[Questions]
A. From the YouTube vs TikTok pay comparison below, list every requirement it gives for joining TikTok Creator Rewards.
B. Check each statement against the YouTube vs TikTok pay comparison below. For each, answer yes or no and quote the words from the comparison that decide it.
(i) TikTok Creator Rewards pays $0.40–$1.00 per 1,000 qualified views, as creators report it.
(ii) The YouTube Partner Program requires 10,000 subscribers.
(iii) On YouTube, finance and tech niches can reach $10–$20 RPM.
C. Please carry on the YouTube vs TikTok pay comparison below, starting after its last sentence.

[Source passage]
Full YouTube vs TikTok program comparison — requirements, pay rates, and what's verified
The complete YouTube Partner Program and TikTok Creator Rewards listings on Gemlist: verified requirements, how ad revenue sharing works, what qualifies a view, and how each platform's pay compares across niches.
See the YouTube Partner Program breakdown on GemlistFrequently asked questions
Does YouTube or TikTok pay more per view?
YouTube pays more per view. YouTube creators typically report $1–$8 RPM (revenue per 1,000 views), with finance and tech niches reaching $10–$20. TikTok Creator Rewards pays $0.40–$1.00 per 1,000 qualified views (creator-reported). For the same view count, YouTube generally delivers 5–10x more revenue than TikTok.
What are the requirements for YouTube Partner Program vs TikTok Creator Rewards?
YouTube Partner Program requires 1,000 subscribers plus either 4,000 valid public watch hours in the last 12 months or 10 million Shorts views in the last 90 days. TikTok Creator Rewards requires 18+, 10,000 followers, and 100,000 video views in the last 30 days — significantly higher bar. YouTube's bar is lower to start.
Can you make a living on TikTok Creator Rewards alone?
It's very difficult to live on TikTok Creator Rewards alone. At $0.40–$1.00 per 1,000 views, you'd need 1–2.5 million views per month to earn $1,000. Most creators who earn meaningful income from TikTok combine Creator Rewards with brand deals, affiliate commissions, and off-platform sales.

Source records
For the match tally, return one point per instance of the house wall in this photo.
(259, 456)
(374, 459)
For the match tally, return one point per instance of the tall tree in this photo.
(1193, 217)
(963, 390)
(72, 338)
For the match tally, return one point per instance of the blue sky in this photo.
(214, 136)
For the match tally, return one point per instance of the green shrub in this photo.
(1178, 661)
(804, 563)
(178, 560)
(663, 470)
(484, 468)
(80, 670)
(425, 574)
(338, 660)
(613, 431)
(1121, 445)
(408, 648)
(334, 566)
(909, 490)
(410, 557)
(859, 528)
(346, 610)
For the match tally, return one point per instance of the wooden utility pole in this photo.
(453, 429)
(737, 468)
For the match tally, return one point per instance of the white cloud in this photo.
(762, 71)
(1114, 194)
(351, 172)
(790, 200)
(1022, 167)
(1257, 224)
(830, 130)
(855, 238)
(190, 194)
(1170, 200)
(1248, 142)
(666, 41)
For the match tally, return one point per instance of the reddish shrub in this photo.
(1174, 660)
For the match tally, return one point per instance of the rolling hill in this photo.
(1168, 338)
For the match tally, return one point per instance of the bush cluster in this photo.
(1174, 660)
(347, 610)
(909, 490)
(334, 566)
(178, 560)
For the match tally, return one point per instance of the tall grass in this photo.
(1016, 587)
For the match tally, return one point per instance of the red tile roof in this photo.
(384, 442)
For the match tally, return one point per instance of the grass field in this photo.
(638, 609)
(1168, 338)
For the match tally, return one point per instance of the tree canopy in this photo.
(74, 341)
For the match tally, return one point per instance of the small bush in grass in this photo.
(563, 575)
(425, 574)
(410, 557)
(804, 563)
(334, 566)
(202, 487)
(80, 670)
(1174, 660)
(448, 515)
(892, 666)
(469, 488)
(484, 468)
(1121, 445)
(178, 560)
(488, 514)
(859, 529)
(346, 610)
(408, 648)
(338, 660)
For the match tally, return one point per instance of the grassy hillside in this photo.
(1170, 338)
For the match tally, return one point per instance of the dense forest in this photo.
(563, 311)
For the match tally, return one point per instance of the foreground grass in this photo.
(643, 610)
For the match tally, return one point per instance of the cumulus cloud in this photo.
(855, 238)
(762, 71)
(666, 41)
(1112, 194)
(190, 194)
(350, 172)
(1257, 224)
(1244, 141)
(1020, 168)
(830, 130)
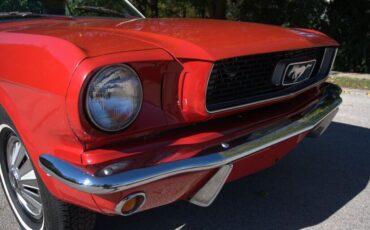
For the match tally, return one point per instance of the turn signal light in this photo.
(131, 204)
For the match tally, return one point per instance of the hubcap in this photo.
(23, 178)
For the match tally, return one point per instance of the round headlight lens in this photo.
(114, 98)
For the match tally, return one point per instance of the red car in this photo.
(117, 115)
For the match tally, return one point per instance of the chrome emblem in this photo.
(298, 72)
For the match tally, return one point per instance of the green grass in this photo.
(352, 83)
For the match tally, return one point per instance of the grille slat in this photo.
(242, 80)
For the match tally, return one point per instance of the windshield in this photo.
(73, 8)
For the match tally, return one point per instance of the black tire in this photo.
(56, 215)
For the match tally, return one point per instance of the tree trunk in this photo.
(217, 8)
(154, 8)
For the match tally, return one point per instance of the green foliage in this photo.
(346, 21)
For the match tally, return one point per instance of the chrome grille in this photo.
(242, 80)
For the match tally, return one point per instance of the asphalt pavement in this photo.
(322, 184)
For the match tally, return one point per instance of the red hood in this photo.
(183, 38)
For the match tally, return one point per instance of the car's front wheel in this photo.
(33, 205)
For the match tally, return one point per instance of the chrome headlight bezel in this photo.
(95, 77)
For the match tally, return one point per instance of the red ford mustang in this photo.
(121, 115)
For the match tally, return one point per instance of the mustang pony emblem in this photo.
(297, 72)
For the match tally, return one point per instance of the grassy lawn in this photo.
(352, 83)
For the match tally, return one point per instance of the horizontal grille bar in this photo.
(241, 80)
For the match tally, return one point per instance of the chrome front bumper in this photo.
(314, 120)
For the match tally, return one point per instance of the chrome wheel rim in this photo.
(23, 179)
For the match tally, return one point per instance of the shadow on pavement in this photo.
(302, 190)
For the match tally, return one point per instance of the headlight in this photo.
(114, 97)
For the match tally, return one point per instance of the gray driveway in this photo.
(323, 184)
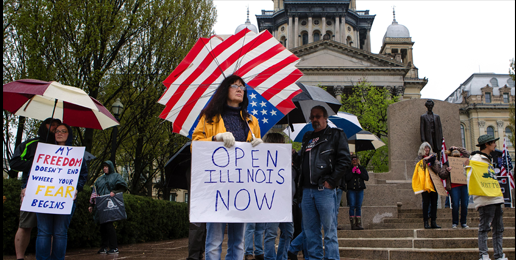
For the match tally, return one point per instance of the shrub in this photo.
(147, 220)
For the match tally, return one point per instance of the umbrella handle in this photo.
(53, 111)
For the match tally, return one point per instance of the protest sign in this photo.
(53, 179)
(457, 173)
(241, 184)
(438, 185)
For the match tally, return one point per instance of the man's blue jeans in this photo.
(254, 230)
(271, 232)
(460, 194)
(56, 226)
(355, 202)
(215, 235)
(318, 206)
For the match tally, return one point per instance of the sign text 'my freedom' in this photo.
(241, 184)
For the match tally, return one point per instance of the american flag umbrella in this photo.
(265, 65)
(41, 99)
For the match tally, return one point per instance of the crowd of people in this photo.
(322, 170)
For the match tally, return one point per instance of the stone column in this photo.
(343, 31)
(310, 32)
(289, 33)
(337, 27)
(338, 92)
(324, 27)
(296, 32)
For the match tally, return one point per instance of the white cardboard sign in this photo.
(53, 179)
(241, 184)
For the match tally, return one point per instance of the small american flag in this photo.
(93, 195)
(444, 159)
(506, 169)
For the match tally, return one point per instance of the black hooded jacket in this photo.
(24, 153)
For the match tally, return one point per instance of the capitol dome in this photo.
(247, 25)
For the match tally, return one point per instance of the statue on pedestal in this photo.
(431, 128)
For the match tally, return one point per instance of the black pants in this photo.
(108, 235)
(429, 199)
(196, 241)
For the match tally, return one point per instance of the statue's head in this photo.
(429, 104)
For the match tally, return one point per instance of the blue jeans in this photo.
(271, 232)
(215, 235)
(318, 208)
(459, 195)
(52, 225)
(254, 230)
(355, 202)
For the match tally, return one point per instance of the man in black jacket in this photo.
(323, 160)
(22, 162)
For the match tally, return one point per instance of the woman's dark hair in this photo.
(275, 138)
(69, 140)
(220, 99)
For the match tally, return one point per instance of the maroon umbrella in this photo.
(41, 99)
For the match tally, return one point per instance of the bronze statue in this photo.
(431, 128)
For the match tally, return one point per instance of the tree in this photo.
(369, 103)
(111, 49)
(512, 71)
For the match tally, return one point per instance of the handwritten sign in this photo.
(457, 174)
(241, 184)
(438, 184)
(53, 179)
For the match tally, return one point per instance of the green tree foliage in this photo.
(111, 49)
(369, 103)
(512, 71)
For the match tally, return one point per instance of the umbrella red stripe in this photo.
(260, 59)
(268, 73)
(202, 67)
(287, 105)
(185, 111)
(282, 84)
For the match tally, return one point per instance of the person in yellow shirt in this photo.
(225, 119)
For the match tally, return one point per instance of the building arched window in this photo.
(463, 135)
(508, 135)
(490, 130)
(317, 36)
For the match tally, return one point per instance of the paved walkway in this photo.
(176, 249)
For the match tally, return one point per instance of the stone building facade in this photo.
(332, 39)
(484, 100)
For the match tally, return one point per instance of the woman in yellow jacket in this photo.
(225, 119)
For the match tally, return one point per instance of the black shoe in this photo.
(113, 251)
(291, 256)
(434, 225)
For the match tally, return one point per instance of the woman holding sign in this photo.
(422, 183)
(54, 225)
(225, 119)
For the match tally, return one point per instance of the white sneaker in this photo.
(485, 257)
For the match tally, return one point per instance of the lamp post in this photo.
(116, 108)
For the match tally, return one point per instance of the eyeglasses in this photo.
(237, 86)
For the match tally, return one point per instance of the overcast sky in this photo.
(453, 39)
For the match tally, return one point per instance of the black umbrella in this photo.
(304, 101)
(178, 167)
(365, 140)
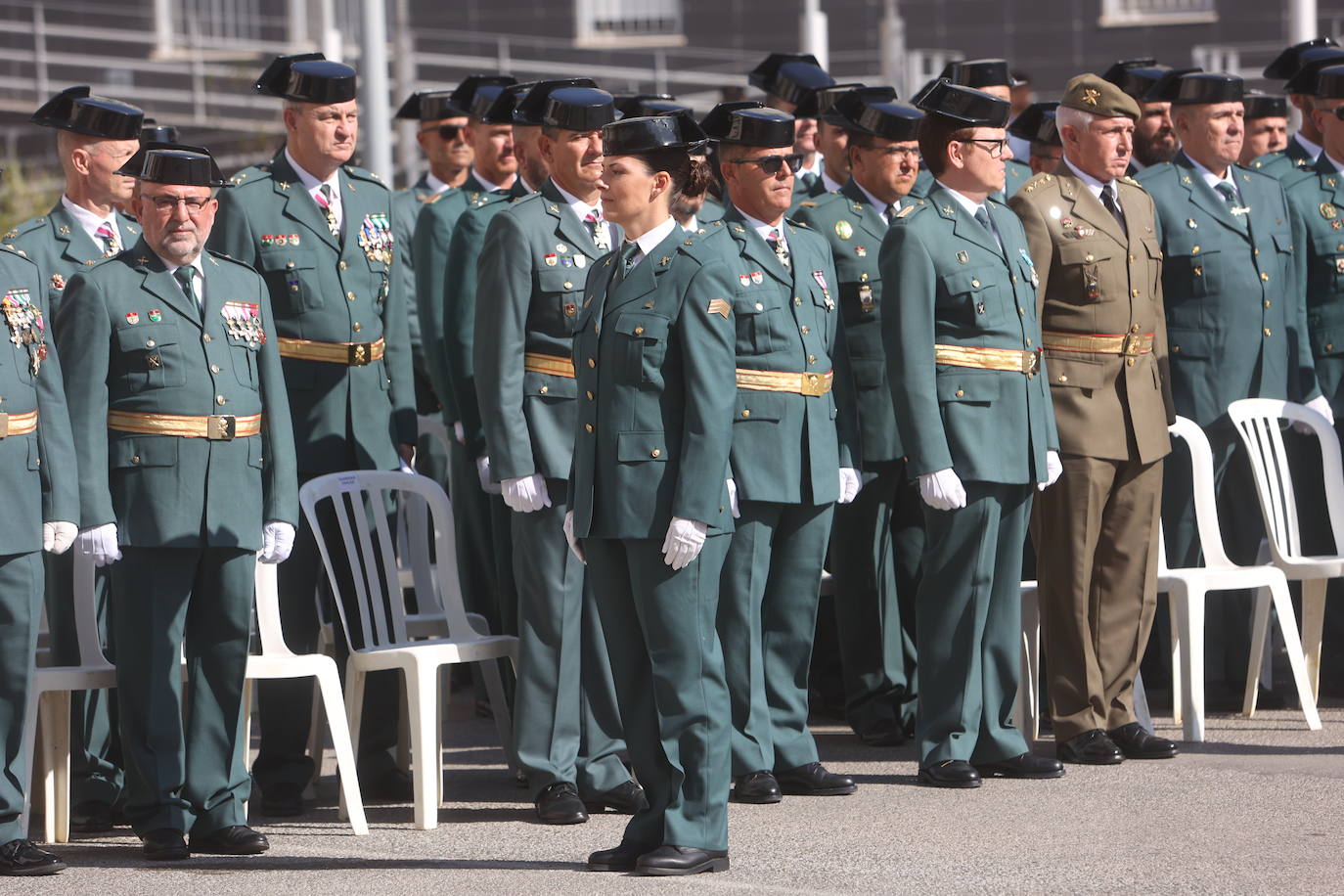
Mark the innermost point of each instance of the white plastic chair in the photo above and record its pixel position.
(1187, 590)
(356, 499)
(277, 661)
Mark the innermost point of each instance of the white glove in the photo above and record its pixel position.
(1322, 406)
(850, 484)
(482, 473)
(277, 540)
(686, 539)
(1053, 469)
(101, 543)
(568, 536)
(525, 493)
(57, 538)
(942, 490)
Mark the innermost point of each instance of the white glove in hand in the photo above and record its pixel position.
(100, 542)
(1053, 469)
(277, 540)
(525, 493)
(1322, 406)
(57, 538)
(685, 540)
(482, 473)
(568, 536)
(942, 490)
(850, 484)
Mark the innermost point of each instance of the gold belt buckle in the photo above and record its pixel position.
(221, 428)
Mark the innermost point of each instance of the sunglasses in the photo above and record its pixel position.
(772, 164)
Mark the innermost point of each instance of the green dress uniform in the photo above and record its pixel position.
(877, 540)
(532, 267)
(652, 352)
(787, 448)
(340, 323)
(190, 492)
(40, 485)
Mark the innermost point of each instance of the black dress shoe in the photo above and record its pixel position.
(626, 798)
(21, 859)
(953, 773)
(92, 817)
(560, 803)
(164, 845)
(1023, 766)
(1091, 748)
(667, 861)
(620, 859)
(815, 781)
(1136, 743)
(236, 840)
(757, 787)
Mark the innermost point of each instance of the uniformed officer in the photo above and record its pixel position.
(535, 259)
(94, 137)
(994, 78)
(42, 503)
(1235, 326)
(652, 351)
(1266, 125)
(976, 424)
(319, 231)
(877, 539)
(1093, 240)
(183, 435)
(787, 79)
(794, 450)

[Set of answers]
A.
- 18+
- 10,000 followers
- 100,000 video views in the last 30 days

B.
(i) Yes: "TikTok Creator Rewards pays $0.40–$1.00 per 1,000 qualified views (creator-reported)."
(ii) No: "YouTube Partner Program requires 1,000 subscribers"
(iii) Yes: "with finance and tech niches reaching $10–$20"

C.
How much does YouTube pay per 1,000 views?
YouTube doesn't publish a fixed rate per 1,000 views — you earn 55% of ad revenue, which varies by niche, audience location, time of year, and ad format. Creator-reported RPM (what you actually receive per 1,000 views) ranges from $1–$3 for entertainment and gaming, $3–$8 for business and lifestyle, and $10–$20+ for finance and tech niches.
Should I post on YouTube or TikTok if I want to make money faster?
TikTok is faster to go viral (the algorithm aggressively distributes new creator content), but YouTube pays more per view and builds compounding revenue through search. For fastest monetization, TikTok to build an audience quickly, then YouTube for long-term income. Many creators use TikTok short clips to drive subscribers to YouTube long-form.